[TASK ITEM]: Every record must appear in your reply exactly as written.

[SOURCE DATA]:
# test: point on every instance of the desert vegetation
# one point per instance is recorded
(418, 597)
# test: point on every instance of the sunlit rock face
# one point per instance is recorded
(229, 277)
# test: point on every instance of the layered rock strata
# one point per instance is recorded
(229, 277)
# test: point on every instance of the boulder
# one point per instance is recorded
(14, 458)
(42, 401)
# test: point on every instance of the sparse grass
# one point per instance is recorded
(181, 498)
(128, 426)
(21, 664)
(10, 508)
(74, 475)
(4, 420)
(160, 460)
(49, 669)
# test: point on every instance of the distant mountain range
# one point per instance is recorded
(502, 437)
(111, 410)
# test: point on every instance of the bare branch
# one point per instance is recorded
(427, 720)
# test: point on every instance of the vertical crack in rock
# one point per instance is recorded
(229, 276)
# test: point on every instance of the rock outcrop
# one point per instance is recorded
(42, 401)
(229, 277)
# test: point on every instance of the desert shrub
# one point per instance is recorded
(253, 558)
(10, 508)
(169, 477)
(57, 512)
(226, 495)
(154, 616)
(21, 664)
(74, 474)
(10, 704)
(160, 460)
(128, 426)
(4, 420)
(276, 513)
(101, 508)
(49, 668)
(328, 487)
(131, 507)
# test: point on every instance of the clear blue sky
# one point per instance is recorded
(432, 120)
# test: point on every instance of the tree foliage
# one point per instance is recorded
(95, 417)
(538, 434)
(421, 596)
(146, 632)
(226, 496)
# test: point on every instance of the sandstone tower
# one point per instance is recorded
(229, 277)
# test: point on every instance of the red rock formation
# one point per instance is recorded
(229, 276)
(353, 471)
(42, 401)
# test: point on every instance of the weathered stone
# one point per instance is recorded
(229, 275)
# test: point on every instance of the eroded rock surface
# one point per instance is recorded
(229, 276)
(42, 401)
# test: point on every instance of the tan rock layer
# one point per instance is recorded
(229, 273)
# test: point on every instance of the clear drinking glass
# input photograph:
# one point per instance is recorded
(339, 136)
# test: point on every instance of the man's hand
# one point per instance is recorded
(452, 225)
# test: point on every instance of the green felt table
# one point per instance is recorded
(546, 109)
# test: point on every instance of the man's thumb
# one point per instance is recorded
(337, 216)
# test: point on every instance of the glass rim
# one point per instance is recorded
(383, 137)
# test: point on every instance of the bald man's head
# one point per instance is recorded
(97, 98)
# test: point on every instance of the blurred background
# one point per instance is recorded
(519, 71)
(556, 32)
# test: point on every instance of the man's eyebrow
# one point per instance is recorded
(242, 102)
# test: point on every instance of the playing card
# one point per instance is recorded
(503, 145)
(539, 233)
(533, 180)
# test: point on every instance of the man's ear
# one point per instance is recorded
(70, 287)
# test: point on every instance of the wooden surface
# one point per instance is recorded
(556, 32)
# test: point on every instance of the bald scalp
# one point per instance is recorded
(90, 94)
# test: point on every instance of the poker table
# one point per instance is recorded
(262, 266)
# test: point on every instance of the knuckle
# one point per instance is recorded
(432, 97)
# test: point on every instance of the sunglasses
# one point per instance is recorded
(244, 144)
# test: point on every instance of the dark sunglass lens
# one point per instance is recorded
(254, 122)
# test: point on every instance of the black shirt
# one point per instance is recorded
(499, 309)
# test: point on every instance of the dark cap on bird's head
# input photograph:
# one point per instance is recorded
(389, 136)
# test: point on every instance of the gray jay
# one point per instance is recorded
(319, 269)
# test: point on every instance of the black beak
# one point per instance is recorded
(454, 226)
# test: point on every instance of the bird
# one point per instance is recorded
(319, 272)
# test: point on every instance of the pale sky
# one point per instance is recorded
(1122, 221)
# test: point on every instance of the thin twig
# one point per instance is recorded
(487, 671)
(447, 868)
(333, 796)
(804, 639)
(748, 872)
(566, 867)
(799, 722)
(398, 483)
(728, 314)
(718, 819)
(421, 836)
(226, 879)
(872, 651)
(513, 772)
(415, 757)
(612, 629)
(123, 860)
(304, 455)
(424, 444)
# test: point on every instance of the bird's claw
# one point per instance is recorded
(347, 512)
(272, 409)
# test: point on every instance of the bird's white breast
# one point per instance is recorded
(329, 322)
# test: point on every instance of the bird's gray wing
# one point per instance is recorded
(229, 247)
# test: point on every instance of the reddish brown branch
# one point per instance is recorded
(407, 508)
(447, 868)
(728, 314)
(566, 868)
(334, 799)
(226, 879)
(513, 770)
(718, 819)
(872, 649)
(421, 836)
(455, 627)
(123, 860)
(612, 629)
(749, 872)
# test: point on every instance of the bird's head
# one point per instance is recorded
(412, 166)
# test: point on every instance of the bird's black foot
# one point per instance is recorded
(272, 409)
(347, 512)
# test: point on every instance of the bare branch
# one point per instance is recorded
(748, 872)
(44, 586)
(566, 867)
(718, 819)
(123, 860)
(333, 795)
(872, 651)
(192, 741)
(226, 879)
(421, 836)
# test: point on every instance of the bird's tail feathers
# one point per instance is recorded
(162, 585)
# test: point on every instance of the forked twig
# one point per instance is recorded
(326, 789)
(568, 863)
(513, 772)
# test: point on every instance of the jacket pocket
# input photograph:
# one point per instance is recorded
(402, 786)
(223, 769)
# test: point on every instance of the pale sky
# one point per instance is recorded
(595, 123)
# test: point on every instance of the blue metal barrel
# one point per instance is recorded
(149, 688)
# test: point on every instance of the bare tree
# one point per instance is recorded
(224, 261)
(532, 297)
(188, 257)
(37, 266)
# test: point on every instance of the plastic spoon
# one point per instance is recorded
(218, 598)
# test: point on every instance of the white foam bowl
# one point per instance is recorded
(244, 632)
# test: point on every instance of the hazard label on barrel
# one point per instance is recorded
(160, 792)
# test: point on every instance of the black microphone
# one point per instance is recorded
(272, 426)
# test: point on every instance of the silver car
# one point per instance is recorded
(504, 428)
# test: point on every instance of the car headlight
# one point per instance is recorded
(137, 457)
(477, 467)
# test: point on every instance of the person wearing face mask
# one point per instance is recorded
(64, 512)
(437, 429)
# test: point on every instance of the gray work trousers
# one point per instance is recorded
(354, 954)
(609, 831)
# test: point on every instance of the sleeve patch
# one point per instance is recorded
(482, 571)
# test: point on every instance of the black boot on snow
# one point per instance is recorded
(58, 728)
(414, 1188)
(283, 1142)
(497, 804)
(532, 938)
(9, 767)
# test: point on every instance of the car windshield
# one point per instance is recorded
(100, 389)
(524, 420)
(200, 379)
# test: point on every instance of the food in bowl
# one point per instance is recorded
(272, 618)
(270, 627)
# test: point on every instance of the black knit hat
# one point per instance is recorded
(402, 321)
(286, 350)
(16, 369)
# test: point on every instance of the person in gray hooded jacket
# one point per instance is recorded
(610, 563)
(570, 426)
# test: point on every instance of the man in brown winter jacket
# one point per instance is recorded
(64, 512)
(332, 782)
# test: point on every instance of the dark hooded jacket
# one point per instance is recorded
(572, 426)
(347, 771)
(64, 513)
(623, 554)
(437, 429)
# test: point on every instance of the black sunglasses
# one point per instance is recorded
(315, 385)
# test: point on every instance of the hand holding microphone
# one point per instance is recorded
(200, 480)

[OUTPUT]:
# test: point on every instance of the desert vegetation
# one point per instance is recorded
(418, 597)
# test: point on every instance of the sunlit rock face
# one point per instance is recorded
(229, 277)
# test: point on every instance of the layered rock strata
# one point per instance is recorded
(229, 277)
# test: point on every instance of the boulder
# one point per instance is recorded
(14, 458)
(42, 401)
# test: point on every instance of the sparse grass
# one point per instance is recorded
(181, 498)
(128, 426)
(21, 664)
(10, 508)
(74, 475)
(4, 420)
(160, 460)
(49, 669)
# test: point on every instance of the distant mountain range
# one point per instance is recorded
(502, 437)
(111, 410)
# test: point on every instance of the bare branch
# one point per instance is recorded
(427, 720)
# test: point on every instance of the vertical crack in rock
# one point per instance is recorded
(229, 276)
# test: point on every instance of the rock outcrop
# one point per instance is recorded
(42, 401)
(229, 277)
# test: point on every instance of the desert shrub
# one point per instance is recorded
(253, 558)
(10, 508)
(169, 477)
(57, 512)
(226, 495)
(154, 616)
(21, 664)
(74, 474)
(10, 704)
(160, 460)
(128, 426)
(4, 420)
(276, 513)
(101, 508)
(49, 668)
(328, 487)
(131, 507)
# test: point on every instance of the clear blue sky
# one point per instance is recorded
(432, 120)
# test: point on every instance of the tree foliage
# one point per instance is recorded
(95, 417)
(538, 434)
(421, 596)
(146, 632)
(226, 496)
# test: point on every instance of the sandstone tower
# one point per instance is recorded
(229, 277)
# test: point on every instance of the red rock formation
# one point per instance is recorded
(229, 276)
(353, 471)
(42, 401)
# test: point on every instance of the weathered stone
# one point per instance is recorded
(229, 275)
# test: point on every instance of the eroded rock surface
# one point per instance is recorded
(229, 276)
(42, 401)
# test: point on every instance of the tan rock layer
# one point per instance is recorded
(229, 273)
# test: point on every instance of the clear drinking glass
# input photograph:
# one point per instance is recorded
(339, 136)
# test: point on every instance of the man's hand
# one point per instance is recorded
(452, 225)
# test: point on every instance of the green felt table
# one point per instance is recorded
(546, 109)
# test: point on every instance of the man's thumb
# one point per instance is recorded
(337, 216)
# test: point on every instance of the glass rim
# one point per instance is recorded
(383, 137)
# test: point on every instance of the bald man's head
# one point per instance is recorded
(97, 98)
# test: point on every instance of the blurred background
# one point per instance is recorded
(519, 71)
(556, 32)
# test: point on every instance of the man's eyebrow
# one point per instance is recorded
(242, 102)
# test: point on every instance of the playing card
# one point per instance is recorded
(503, 145)
(539, 233)
(533, 180)
# test: point on every instance of the man's ear
# one point per instance is recorded
(70, 287)
# test: point on every instance of the wooden surface
# one point per instance is recorded
(556, 32)
# test: point on every instance of the bald scalp
# one point per instance is recorded
(90, 94)
# test: point on every instance of the poker table
# one point per instance is recorded
(262, 266)
# test: point on every instance of the knuckle
# one point per instance is recorded
(432, 97)
# test: point on every instance of the sunglasses
# one point per instance is recorded
(244, 144)
# test: point on every instance of the dark sunglass lens
# one point per instance is recorded
(254, 122)
# test: point on every instance of the black shirt
# one point per instance is recorded
(499, 309)
# test: point on every instance of the dark cap on bird's head
# input photograph:
# one point per instance is recorded
(389, 136)
# test: point on every instance of the gray jay
# one point per instance is recorded
(319, 269)
# test: point on every instance of the black beak
# one point per instance is recorded
(454, 226)
# test: point on every instance of the bird
# one point per instance is recorded
(319, 272)
# test: point on every instance of the pale sky
# one point per instance is recorded
(1122, 221)
# test: point on every instance of the thin twig
# one point per instance is recorded
(487, 671)
(447, 868)
(333, 796)
(804, 639)
(748, 872)
(566, 867)
(799, 722)
(398, 483)
(728, 314)
(718, 819)
(421, 836)
(226, 879)
(872, 651)
(513, 772)
(415, 757)
(612, 629)
(123, 860)
(304, 455)
(424, 444)
# test: point on every instance of the bird's claw
# one point per instance is recorded
(347, 512)
(272, 409)
# test: point on every instance of the bird's white breast
# one point per instance is recorded
(329, 322)
# test: point on every instance of the bird's gray wing
# one point per instance is recorded
(229, 247)
# test: point on every instance of the reddish brown branch
# one point per instance is recorded
(407, 508)
(447, 868)
(728, 314)
(566, 868)
(334, 799)
(226, 879)
(513, 770)
(718, 819)
(872, 649)
(421, 836)
(455, 627)
(123, 860)
(612, 629)
(749, 872)
# test: point on every instance of the bird's head
# one point per instance is recorded
(412, 166)
# test: point on every instance of the bird's black foot
# one point per instance is recorded
(272, 409)
(347, 512)
# test: point on every instance of the bare branch
# one point per instance is recorded
(748, 872)
(44, 586)
(566, 867)
(718, 819)
(123, 860)
(333, 795)
(872, 651)
(192, 741)
(226, 879)
(421, 836)
# test: point on every instance of the bird's tail feathers
# one point per instance is recorded
(162, 585)
# test: point on every instance of the forked twig
# one point per instance is recorded
(326, 789)
(568, 863)
(513, 772)
# test: point on every instance of the jacket pocket
# input photograph:
# one point per instance is recorded
(402, 786)
(223, 769)
# test: point on every instance of the pale sky
# one point per instance is recorded
(595, 123)
# test: point on every instance of the blue metal barrel
# one point per instance is recorded
(149, 688)
# test: point on every instance of the bare tree
# one point per instance is recorded
(224, 261)
(532, 297)
(188, 257)
(37, 266)
# test: point on every instance of the plastic spoon
# one point per instance is recorded
(218, 598)
# test: point on every instance of the white foam bowl
# one point per instance is recorded
(244, 632)
# test: point on every instance of the hazard label on barrel
# one point per instance is recorded
(160, 792)
# test: point on every instance of the black microphone
# one point per instance is recorded
(272, 426)
# test: point on every instance of the silver car
# one point per instance is recorded
(504, 428)
# test: point on every instance of the car headlight
# one point per instance is recorded
(137, 457)
(477, 467)
# test: point on every instance of the person wearing face mask
# one point per instance is recorded
(64, 512)
(437, 429)
# test: point on every instance of the gray work trousers
# one point per instance is recorded
(354, 954)
(609, 831)
# test: point on every instance of the sleeve patch
# one point per instance is recorded
(482, 571)
# test: point on every instance of the black boot on snow
# one point per instance is recorded
(58, 728)
(414, 1188)
(283, 1142)
(497, 804)
(532, 938)
(9, 767)
# test: point on every instance of the car windshield
# one point per instance is recorded
(100, 389)
(524, 420)
(200, 379)
# test: point on every instance of the food in bowl
# one point per instance is recorded
(272, 618)
(270, 627)
# test: point on every instance of the black knit hat
# one point per instance is recorded
(402, 321)
(286, 350)
(16, 369)
# test: point on every instance of the person in gray hooded jacket
# one point per instance is recorded
(610, 563)
(570, 426)
# test: point on every instance of the man in brown winter jacket
# one point per instance is recorded
(64, 512)
(332, 782)
# test: point on every instance of the dark hooded jacket
# one point per instance is recorded
(572, 426)
(347, 771)
(64, 513)
(623, 554)
(437, 429)
# test: point on every instance of the black sunglasses
# one point per instance is recorded
(315, 385)
# test: point on every instance of the hand holding microphone
# one point per instance is recorded
(200, 480)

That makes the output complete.